→ **Task goal**:
Repeat the listing below line for line, leaving out the pictures.
====================
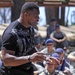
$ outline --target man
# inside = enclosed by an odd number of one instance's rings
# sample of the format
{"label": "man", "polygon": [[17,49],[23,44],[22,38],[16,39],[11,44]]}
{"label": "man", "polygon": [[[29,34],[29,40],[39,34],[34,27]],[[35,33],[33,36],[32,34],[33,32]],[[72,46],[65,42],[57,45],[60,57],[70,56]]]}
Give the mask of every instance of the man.
{"label": "man", "polygon": [[63,48],[66,50],[68,48],[67,37],[65,33],[60,30],[60,25],[55,25],[55,31],[51,33],[51,39],[55,41],[56,48]]}
{"label": "man", "polygon": [[[43,61],[43,53],[34,50],[33,26],[39,20],[39,7],[33,2],[22,6],[19,19],[2,36],[2,75],[33,75],[31,62]],[[34,53],[36,52],[36,53]]]}
{"label": "man", "polygon": [[70,71],[72,75],[75,75],[75,51],[71,52],[67,58],[70,60]]}
{"label": "man", "polygon": [[57,48],[55,52],[60,56],[60,66],[58,69],[66,75],[71,75],[71,71],[69,69],[70,63],[67,61],[67,59],[65,59],[66,56],[64,54],[64,50],[62,48]]}
{"label": "man", "polygon": [[56,24],[56,19],[55,18],[52,18],[51,20],[50,20],[50,25],[47,27],[47,30],[46,30],[46,32],[47,32],[47,39],[49,39],[50,38],[50,34],[55,30],[55,24]]}
{"label": "man", "polygon": [[45,41],[46,48],[44,48],[41,52],[46,54],[46,55],[51,55],[54,51],[54,41],[52,39],[47,39]]}
{"label": "man", "polygon": [[[46,55],[46,57],[50,57],[52,55],[52,53],[54,52],[54,41],[52,39],[47,39],[45,41],[45,45],[46,48],[44,48],[43,50],[41,50],[42,53],[44,53]],[[44,65],[46,64],[46,61],[44,62],[40,62],[40,64],[44,67]]]}

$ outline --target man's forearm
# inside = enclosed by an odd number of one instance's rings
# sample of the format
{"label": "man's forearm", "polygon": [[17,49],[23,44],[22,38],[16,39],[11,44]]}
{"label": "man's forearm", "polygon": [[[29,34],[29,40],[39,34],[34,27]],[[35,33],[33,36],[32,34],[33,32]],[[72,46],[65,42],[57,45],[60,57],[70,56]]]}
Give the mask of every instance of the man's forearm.
{"label": "man's forearm", "polygon": [[28,63],[29,56],[16,57],[13,55],[6,54],[3,58],[3,63],[5,66],[19,66],[25,63]]}

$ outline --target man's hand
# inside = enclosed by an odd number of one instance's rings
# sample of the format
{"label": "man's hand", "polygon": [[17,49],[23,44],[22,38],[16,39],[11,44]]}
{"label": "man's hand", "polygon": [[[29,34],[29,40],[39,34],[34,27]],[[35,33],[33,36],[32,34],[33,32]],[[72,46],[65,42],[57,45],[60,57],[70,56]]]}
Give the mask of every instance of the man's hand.
{"label": "man's hand", "polygon": [[31,62],[40,62],[46,60],[45,54],[41,52],[36,52],[30,55],[30,61]]}

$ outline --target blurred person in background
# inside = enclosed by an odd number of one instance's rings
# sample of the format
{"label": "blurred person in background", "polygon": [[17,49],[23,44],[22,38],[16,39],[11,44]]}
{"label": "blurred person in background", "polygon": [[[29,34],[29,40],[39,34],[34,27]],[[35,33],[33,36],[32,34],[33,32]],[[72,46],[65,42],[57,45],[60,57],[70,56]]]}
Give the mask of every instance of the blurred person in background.
{"label": "blurred person in background", "polygon": [[55,41],[55,48],[63,48],[64,50],[67,50],[67,37],[65,33],[61,31],[59,24],[55,25],[55,31],[51,33],[50,37]]}
{"label": "blurred person in background", "polygon": [[47,27],[47,36],[46,36],[46,39],[49,39],[50,38],[50,34],[55,30],[55,25],[56,25],[56,19],[55,18],[52,18],[50,20],[50,25]]}

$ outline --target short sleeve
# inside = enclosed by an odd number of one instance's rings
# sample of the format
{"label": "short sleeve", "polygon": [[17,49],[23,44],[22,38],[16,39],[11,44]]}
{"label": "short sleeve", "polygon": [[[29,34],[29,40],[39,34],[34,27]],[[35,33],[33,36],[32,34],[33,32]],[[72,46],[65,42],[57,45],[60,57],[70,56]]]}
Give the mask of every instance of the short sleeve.
{"label": "short sleeve", "polygon": [[65,33],[62,32],[62,34],[63,34],[63,36],[66,36]]}
{"label": "short sleeve", "polygon": [[4,33],[2,36],[1,50],[16,50],[16,39],[11,33]]}
{"label": "short sleeve", "polygon": [[72,56],[75,56],[75,52],[71,52],[70,54],[71,54]]}
{"label": "short sleeve", "polygon": [[51,36],[54,36],[54,33],[55,33],[55,31],[51,33]]}

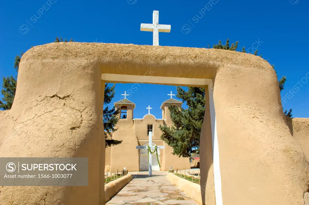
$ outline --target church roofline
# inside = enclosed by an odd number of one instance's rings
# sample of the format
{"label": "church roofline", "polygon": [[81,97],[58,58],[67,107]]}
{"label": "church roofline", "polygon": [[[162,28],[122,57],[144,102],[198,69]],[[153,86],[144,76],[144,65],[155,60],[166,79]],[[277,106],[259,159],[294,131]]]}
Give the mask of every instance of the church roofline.
{"label": "church roofline", "polygon": [[146,115],[145,115],[144,116],[144,117],[143,117],[142,118],[135,118],[135,119],[133,119],[133,120],[134,120],[136,119],[144,119],[145,118],[145,117],[146,117],[146,116],[147,115],[151,115],[153,116],[154,117],[154,118],[155,119],[155,120],[165,120],[165,119],[157,119],[156,118],[155,118],[155,116],[154,115],[152,115],[152,114],[146,114]]}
====================
→ **Response**:
$ outline --target man
# inside = enclosed by an odd number of one instance's rings
# sample of the format
{"label": "man", "polygon": [[17,49],[23,44],[22,38],[16,39],[11,44]]}
{"label": "man", "polygon": [[[29,34],[29,40],[39,34],[34,27]],[[35,33],[33,36],[32,34],[33,32]],[[72,46],[65,42],[57,45],[60,57],[70,56]]]}
Give the mask of every instance of the man.
{"label": "man", "polygon": [[63,48],[66,50],[68,48],[67,37],[65,33],[60,30],[60,25],[55,25],[55,31],[51,33],[51,39],[55,41],[56,48]]}
{"label": "man", "polygon": [[[43,61],[43,53],[34,50],[33,26],[39,20],[39,7],[33,2],[22,6],[19,19],[2,36],[2,75],[33,75],[31,62]],[[34,53],[36,52],[36,53]]]}
{"label": "man", "polygon": [[70,71],[72,75],[75,75],[75,51],[71,52],[67,58],[70,60]]}
{"label": "man", "polygon": [[57,48],[55,52],[60,56],[60,66],[58,69],[66,75],[71,75],[71,71],[69,69],[70,63],[67,61],[67,59],[65,59],[66,56],[64,54],[64,50],[62,48]]}
{"label": "man", "polygon": [[56,24],[56,19],[55,18],[52,18],[51,20],[50,20],[50,25],[47,27],[47,30],[46,30],[46,32],[47,32],[47,39],[49,39],[50,38],[50,34],[55,30],[55,24]]}
{"label": "man", "polygon": [[45,41],[46,48],[44,48],[41,52],[46,54],[46,55],[51,55],[54,51],[54,41],[52,39],[47,39]]}
{"label": "man", "polygon": [[[46,55],[46,57],[50,57],[52,55],[52,53],[54,52],[54,41],[52,39],[47,39],[45,41],[45,45],[46,48],[44,48],[43,50],[41,50],[42,53],[44,53]],[[44,65],[46,64],[46,61],[44,62],[40,62],[40,64],[44,67]]]}

$ outline --target man's forearm
# inside = enclosed by an odd number of one instance's rings
# sample of the format
{"label": "man's forearm", "polygon": [[17,49],[23,44],[22,38],[16,39],[11,44]]}
{"label": "man's forearm", "polygon": [[[29,34],[29,40],[39,34],[34,27]],[[35,33],[33,36],[32,34],[33,32]],[[72,46],[65,42],[57,45],[60,57],[70,56]]]}
Give the mask of every instance of the man's forearm.
{"label": "man's forearm", "polygon": [[28,63],[29,56],[16,57],[13,55],[6,54],[3,58],[3,63],[5,66],[19,66],[25,63]]}

$ outline --target man's hand
# inside = enclosed by an odd number of one instance's rings
# sample of the format
{"label": "man's hand", "polygon": [[17,49],[23,44],[22,38],[16,39],[11,44]]}
{"label": "man's hand", "polygon": [[[29,34],[29,40],[39,34],[34,27]],[[35,33],[33,36],[32,34],[33,32]],[[72,46],[65,42],[57,45],[60,57],[70,56]]]}
Give the mask of every instance of the man's hand.
{"label": "man's hand", "polygon": [[31,62],[40,62],[46,60],[45,54],[41,52],[36,52],[30,55],[30,61]]}

$ outline --target blurred person in background
# inside = enclosed by an odd number of one instance's rings
# sample of the format
{"label": "blurred person in background", "polygon": [[17,49],[23,44],[22,38],[16,39],[11,44]]}
{"label": "blurred person in background", "polygon": [[[29,34],[29,40],[39,34],[34,27]],[[35,33],[33,36],[32,34],[33,32]],[[72,46],[65,42],[57,45],[60,57],[70,56]]]}
Give the mask of every instance of the blurred person in background.
{"label": "blurred person in background", "polygon": [[55,41],[55,48],[63,48],[64,50],[67,50],[67,37],[65,33],[61,31],[59,24],[55,25],[55,31],[51,33],[50,37]]}
{"label": "blurred person in background", "polygon": [[47,27],[47,36],[46,36],[46,39],[49,39],[50,38],[50,34],[55,30],[55,25],[56,25],[56,19],[55,18],[52,18],[50,20],[50,25]]}

$ outline --target short sleeve
# inside = enclosed by an odd number of one instance's rings
# sample of the format
{"label": "short sleeve", "polygon": [[17,49],[23,44],[22,38],[16,39],[11,44]]}
{"label": "short sleeve", "polygon": [[[29,34],[29,40],[39,34],[34,27]],[[35,33],[33,36],[32,34],[33,32]],[[72,46],[65,42],[57,45],[60,57],[70,56]]]}
Give the mask of every instance of the short sleeve.
{"label": "short sleeve", "polygon": [[65,33],[62,32],[62,34],[63,34],[63,36],[66,36]]}
{"label": "short sleeve", "polygon": [[4,33],[2,36],[1,50],[16,50],[16,39],[11,33]]}
{"label": "short sleeve", "polygon": [[72,56],[75,56],[75,52],[71,52],[70,54],[71,54]]}
{"label": "short sleeve", "polygon": [[51,36],[54,36],[54,33],[55,33],[55,31],[51,33]]}

$ outline --target church roofline
# inside = enclosed by an odd number of one instance's rings
# sample of the format
{"label": "church roofline", "polygon": [[81,97],[58,58],[67,107]]}
{"label": "church roofline", "polygon": [[[162,28],[122,57],[144,102],[198,69]],[[153,86],[144,76],[144,65],[155,60],[166,79]],[[277,106],[259,159],[294,131]]]}
Give the mask of every instance of the church roofline.
{"label": "church roofline", "polygon": [[146,115],[145,115],[144,116],[144,117],[143,117],[142,118],[135,118],[135,119],[133,119],[133,120],[134,120],[136,119],[144,119],[145,118],[145,117],[146,117],[146,116],[147,115],[151,115],[153,116],[154,117],[154,118],[155,119],[155,120],[165,120],[165,119],[157,119],[156,118],[155,118],[155,116],[154,115],[152,115],[152,114],[146,114]]}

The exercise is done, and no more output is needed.